====== DOCUMENT SECTION
United States District Court, D. Colorado
ORDER ADOPTING IN PART AND REJECTING IN PART
SEPTEMBER 4, 2019 RECOMMENDATION OF UNITED STATES MAGISTRATE
JUDGE
WILLIAM J. MARTÍNEZ JUDGE
This
matter is before the Court on the September 4, 2019
Recommendation by U.S. Magistrate Judge S. Kato Crews (the
“Recommendation”) (ECF No. 62) that the
above-captioned Defendants' Motion to Dismiss Plaintiff
Youssef Moudden's (“Plaintiff” or
“Moudden”) Amended Complaint and Jury Demand (the
“Motion to Dismiss”) (ECF No. 19) and
Defendants' Early Motion for Partial Summary Judgment
(the “Motion for Summary Judgment”) (ECF No. 32)
be granted. The Recommendation is incorporated herein by
reference. See 28 U.S.C. § 636(b)(1)(B);
Fed.R.Civ.P. 72(b). For the reasons set forth below, the
Recommendation is adopted in part, and rejected in part.
I.
BACKGROUND
On
December 11, 2018, Plaintiff filed the operative Amended
Complaint and Jury Demand. (ECF No. 13.) Plaintiff's
allegations, which the Court accepts as true only for
purposes of the Motion to Dismiss, are as follows:
Plaintiff
is a former Research Associate and Lecturer in the
Departments of Aerospace Engineering Sciences
(“AES”) and Atmospheric and Oceanic Studies
(“ATOC”) for Defendant University of Colorado
Boulder (the “University”). (Id. at 1.)
He identifies as black and African-American, and his national
origin is Moroccan.[1] Plaintiff worked at the University from
June or July 2007 to the end of the Fall 2016 semester.
(Id. at 1.)
At some
point while working as a Research Assistant for AES,
Plaintiff became interested in becoming a lecturer in ATOC.
(Id. at 4.) At all relevant times, Defendant John
Cassano (“Cassano”) was responsible for selecting
candidates for teaching positions in ATOC, subject to the
approval of the chair of ATOC, Defendant Cora Randall
(“Randall”). (Id. at 4.) Cassano and
Randall first became aware of Plaintiff's desire to
lecture in ATOC on June 11, 2013, when Plaintiff expressed
interest in a lecturing vacancy. (Id. at 4.) They
did not consider Plaintiff for the position. (Id. at
4.)
============
====== DATA LINES
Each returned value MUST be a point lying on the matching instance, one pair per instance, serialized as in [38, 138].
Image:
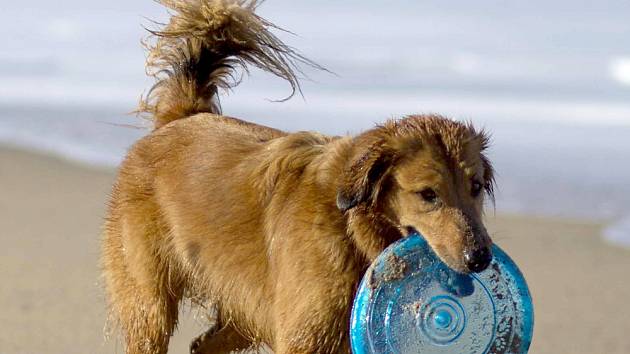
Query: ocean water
[549, 80]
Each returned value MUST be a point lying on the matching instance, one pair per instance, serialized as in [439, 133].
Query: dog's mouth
[458, 265]
[410, 230]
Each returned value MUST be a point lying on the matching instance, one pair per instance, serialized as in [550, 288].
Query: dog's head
[425, 173]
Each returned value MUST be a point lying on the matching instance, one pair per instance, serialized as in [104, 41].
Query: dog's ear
[362, 180]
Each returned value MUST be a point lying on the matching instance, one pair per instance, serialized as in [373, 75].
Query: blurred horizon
[549, 80]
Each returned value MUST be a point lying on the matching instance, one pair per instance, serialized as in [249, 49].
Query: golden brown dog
[273, 230]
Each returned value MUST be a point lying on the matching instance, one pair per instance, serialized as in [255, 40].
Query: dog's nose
[478, 260]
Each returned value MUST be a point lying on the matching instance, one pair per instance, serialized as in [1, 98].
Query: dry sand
[51, 299]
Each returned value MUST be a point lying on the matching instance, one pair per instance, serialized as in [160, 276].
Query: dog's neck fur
[371, 231]
[367, 225]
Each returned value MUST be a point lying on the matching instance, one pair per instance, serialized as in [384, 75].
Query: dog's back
[191, 206]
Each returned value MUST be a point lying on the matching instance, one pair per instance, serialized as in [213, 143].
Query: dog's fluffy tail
[198, 51]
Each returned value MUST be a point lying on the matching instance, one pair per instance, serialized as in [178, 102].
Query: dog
[271, 231]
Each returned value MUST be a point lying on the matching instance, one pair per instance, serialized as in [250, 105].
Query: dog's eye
[476, 188]
[428, 195]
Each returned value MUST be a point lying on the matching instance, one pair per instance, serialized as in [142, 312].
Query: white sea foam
[560, 118]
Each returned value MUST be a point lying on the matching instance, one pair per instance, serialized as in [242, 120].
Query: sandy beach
[51, 299]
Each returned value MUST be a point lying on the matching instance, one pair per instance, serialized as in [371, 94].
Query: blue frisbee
[409, 301]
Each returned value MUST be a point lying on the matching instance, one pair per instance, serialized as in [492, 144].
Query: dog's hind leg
[222, 338]
[142, 287]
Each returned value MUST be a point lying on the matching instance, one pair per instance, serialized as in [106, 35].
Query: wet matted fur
[273, 230]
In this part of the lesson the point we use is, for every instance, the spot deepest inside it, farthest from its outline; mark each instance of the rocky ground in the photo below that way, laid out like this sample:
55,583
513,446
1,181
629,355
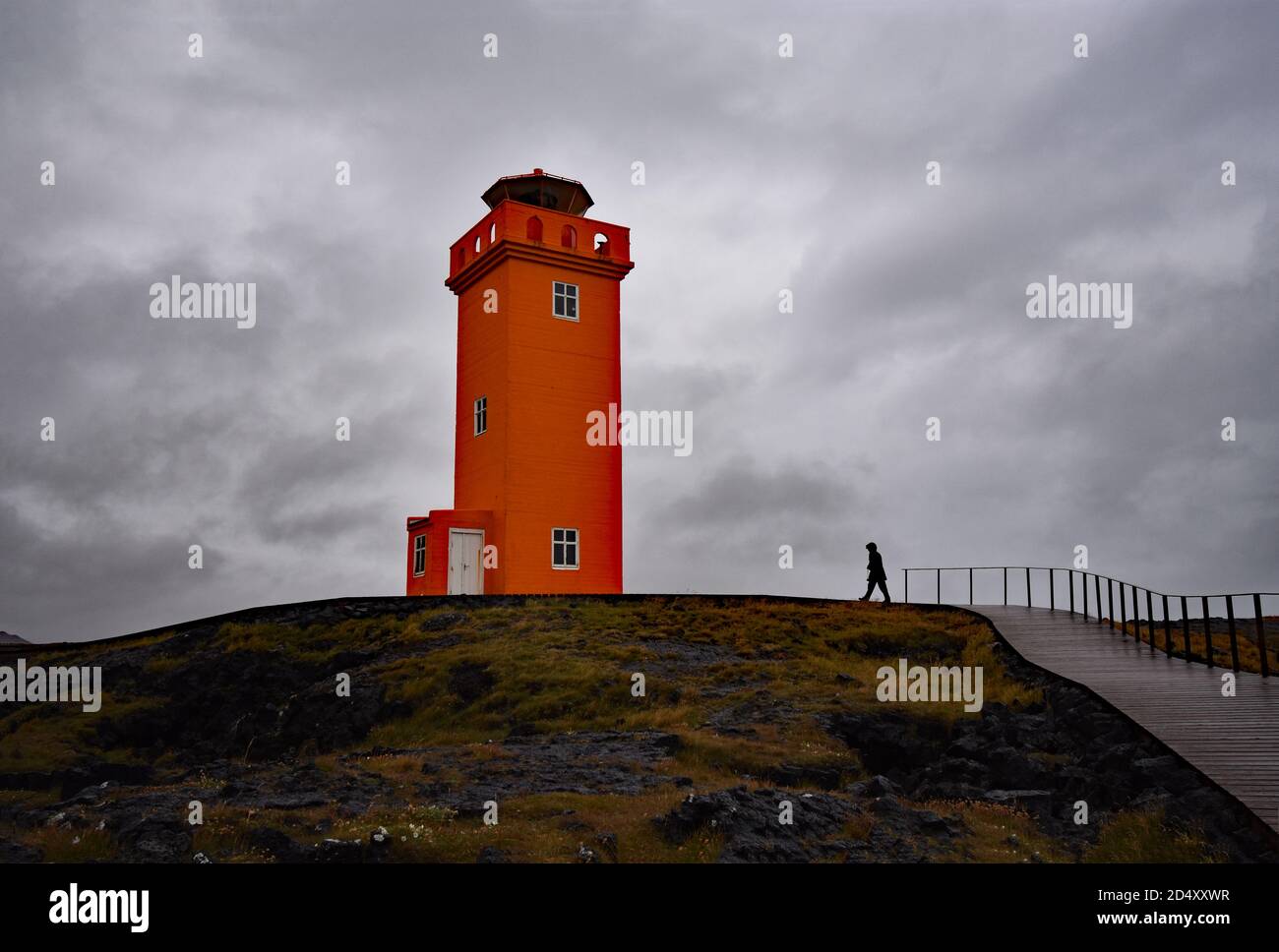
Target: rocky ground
525,708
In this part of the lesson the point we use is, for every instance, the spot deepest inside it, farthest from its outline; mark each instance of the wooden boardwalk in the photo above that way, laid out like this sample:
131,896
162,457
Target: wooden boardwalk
1232,740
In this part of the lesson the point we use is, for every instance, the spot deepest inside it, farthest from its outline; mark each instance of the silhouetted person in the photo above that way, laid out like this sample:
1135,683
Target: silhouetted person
875,575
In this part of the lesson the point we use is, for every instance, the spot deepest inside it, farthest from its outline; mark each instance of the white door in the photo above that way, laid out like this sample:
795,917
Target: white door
465,566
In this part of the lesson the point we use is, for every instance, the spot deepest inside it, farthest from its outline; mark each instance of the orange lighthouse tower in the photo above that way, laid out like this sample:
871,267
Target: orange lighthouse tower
535,506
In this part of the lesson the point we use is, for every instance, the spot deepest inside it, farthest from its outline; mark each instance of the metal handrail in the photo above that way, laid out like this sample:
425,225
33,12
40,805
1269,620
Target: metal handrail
1111,583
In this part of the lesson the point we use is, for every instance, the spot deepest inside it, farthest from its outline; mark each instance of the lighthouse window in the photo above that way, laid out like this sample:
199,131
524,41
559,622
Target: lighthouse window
564,300
563,549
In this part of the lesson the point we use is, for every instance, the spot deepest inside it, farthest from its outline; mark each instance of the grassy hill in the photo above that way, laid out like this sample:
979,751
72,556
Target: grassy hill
527,703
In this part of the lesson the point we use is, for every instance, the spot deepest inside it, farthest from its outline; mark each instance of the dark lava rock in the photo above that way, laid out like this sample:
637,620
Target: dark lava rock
339,852
589,762
875,786
153,840
471,682
749,822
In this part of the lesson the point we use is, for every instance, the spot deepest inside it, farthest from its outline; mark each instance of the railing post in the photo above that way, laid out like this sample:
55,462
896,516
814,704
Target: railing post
1261,635
1168,630
1186,630
1207,632
1235,643
1150,619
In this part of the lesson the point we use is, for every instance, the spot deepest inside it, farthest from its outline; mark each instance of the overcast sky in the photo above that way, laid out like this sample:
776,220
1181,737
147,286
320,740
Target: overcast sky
762,173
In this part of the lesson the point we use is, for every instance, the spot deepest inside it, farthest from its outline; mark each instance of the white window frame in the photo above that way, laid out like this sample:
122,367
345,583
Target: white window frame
576,543
563,295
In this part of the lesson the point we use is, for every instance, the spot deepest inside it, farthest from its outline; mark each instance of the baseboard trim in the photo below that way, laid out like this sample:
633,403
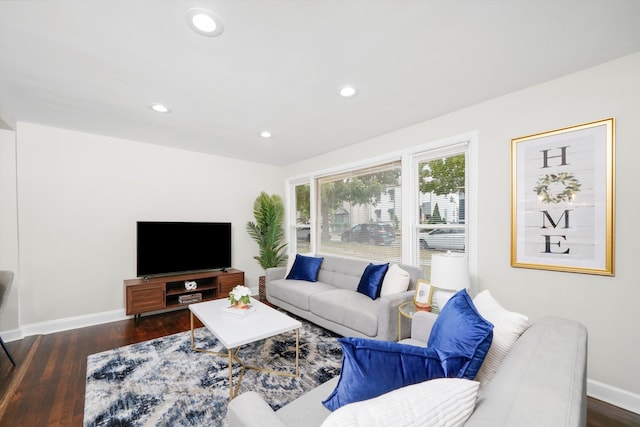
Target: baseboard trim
615,396
11,335
59,325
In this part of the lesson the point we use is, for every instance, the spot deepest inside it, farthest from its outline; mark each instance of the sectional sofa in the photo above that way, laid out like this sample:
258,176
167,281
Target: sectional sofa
540,382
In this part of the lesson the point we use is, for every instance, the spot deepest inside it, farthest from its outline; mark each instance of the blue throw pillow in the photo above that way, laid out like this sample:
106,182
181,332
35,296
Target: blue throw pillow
371,280
461,329
371,368
305,268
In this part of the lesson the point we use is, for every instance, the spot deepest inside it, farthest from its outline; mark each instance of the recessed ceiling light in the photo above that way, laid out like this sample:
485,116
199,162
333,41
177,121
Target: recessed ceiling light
348,91
204,22
159,108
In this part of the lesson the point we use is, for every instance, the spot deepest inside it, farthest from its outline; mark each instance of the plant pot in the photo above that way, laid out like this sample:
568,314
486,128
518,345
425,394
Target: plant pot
262,288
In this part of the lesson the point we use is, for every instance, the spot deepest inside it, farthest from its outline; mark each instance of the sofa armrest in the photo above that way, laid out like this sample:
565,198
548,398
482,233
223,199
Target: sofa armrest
250,410
388,315
421,325
275,273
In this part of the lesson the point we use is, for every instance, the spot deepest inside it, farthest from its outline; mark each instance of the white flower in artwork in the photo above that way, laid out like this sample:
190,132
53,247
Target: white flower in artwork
240,294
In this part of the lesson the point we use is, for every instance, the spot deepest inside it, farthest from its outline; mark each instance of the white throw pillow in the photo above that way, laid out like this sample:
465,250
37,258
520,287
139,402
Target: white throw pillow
395,281
439,298
440,402
507,328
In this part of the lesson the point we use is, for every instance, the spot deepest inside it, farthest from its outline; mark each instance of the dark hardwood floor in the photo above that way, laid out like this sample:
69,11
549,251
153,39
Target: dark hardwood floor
47,387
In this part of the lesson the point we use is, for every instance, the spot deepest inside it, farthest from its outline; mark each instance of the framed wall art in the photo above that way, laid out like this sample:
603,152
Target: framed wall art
423,292
562,199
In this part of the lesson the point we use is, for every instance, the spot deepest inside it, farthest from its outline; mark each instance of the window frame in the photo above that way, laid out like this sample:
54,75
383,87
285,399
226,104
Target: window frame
409,160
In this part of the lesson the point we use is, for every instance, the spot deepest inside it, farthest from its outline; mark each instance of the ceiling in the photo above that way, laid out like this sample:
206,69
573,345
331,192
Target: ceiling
95,66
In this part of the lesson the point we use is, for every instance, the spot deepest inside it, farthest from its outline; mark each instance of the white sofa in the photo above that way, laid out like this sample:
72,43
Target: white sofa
333,302
541,382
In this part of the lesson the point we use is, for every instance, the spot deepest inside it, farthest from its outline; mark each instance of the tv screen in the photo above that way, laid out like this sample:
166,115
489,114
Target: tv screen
176,247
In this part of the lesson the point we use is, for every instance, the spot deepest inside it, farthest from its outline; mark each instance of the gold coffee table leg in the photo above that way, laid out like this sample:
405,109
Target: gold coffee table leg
231,355
231,394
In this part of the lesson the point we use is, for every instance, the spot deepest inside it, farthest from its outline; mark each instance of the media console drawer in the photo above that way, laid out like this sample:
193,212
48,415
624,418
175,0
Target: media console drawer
161,292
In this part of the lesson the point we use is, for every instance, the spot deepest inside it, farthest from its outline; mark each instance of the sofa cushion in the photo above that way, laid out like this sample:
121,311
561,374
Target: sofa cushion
305,268
395,281
507,328
371,280
439,402
371,368
298,293
461,329
345,307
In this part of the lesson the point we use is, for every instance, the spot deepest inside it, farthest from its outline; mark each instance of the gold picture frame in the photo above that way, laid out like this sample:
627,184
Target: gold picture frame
423,294
562,199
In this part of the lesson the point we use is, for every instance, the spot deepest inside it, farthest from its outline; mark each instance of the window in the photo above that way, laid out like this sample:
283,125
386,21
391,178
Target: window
404,208
302,223
442,186
359,213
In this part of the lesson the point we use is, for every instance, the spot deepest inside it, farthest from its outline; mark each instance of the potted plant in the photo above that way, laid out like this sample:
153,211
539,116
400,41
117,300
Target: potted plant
268,232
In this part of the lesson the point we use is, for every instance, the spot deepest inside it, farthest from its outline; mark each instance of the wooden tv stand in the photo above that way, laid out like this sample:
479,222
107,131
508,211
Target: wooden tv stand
163,292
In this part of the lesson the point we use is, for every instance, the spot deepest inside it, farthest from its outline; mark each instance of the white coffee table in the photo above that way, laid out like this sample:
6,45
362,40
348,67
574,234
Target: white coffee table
235,332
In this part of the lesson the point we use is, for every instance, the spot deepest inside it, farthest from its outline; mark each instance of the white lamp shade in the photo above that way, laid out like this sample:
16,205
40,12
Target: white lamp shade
450,271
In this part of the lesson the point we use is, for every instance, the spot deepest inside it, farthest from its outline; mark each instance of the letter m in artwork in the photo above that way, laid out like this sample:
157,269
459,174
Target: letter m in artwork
546,217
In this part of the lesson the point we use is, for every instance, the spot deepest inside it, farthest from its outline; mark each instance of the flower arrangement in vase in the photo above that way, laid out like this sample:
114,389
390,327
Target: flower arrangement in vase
239,297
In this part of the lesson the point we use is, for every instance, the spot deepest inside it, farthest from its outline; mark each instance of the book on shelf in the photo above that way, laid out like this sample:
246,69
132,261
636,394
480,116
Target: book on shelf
239,312
190,298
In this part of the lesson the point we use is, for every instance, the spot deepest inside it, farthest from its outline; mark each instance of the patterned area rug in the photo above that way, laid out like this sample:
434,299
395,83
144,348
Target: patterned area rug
162,382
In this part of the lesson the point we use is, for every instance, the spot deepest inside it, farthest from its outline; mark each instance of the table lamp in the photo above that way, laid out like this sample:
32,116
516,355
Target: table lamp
450,272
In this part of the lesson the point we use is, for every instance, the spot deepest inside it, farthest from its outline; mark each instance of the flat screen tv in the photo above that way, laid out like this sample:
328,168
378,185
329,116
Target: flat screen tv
178,247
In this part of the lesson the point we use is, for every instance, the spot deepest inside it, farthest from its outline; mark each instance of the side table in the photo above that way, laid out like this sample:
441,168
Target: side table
406,310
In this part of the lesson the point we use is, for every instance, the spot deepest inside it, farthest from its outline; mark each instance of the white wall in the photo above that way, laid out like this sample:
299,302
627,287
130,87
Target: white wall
79,197
9,311
607,306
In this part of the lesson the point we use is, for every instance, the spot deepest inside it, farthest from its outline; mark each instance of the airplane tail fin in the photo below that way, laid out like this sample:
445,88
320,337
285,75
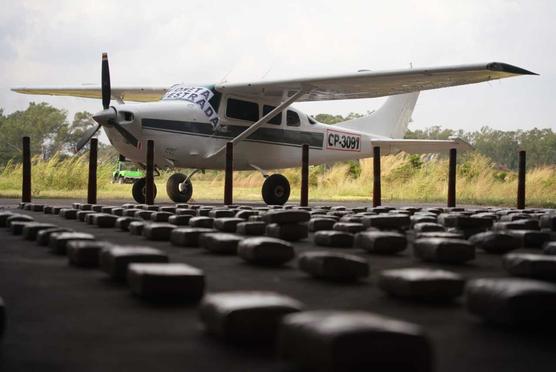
============
TASK TO COMPLETE: Echo the part of the court order from "He identifies as" up to and including "lecturer in ATOC.".

WRITTEN SOLUTION:
He identifies as black and African-American, and his national
origin is Moroccan.[1] Plaintiff worked at the University from
June or July 2007 to the end of the Fall 2016 semester.
(Id. at 1.)
At some
point while working as a Research Assistant for AES,
Plaintiff became interested in becoming a lecturer in ATOC.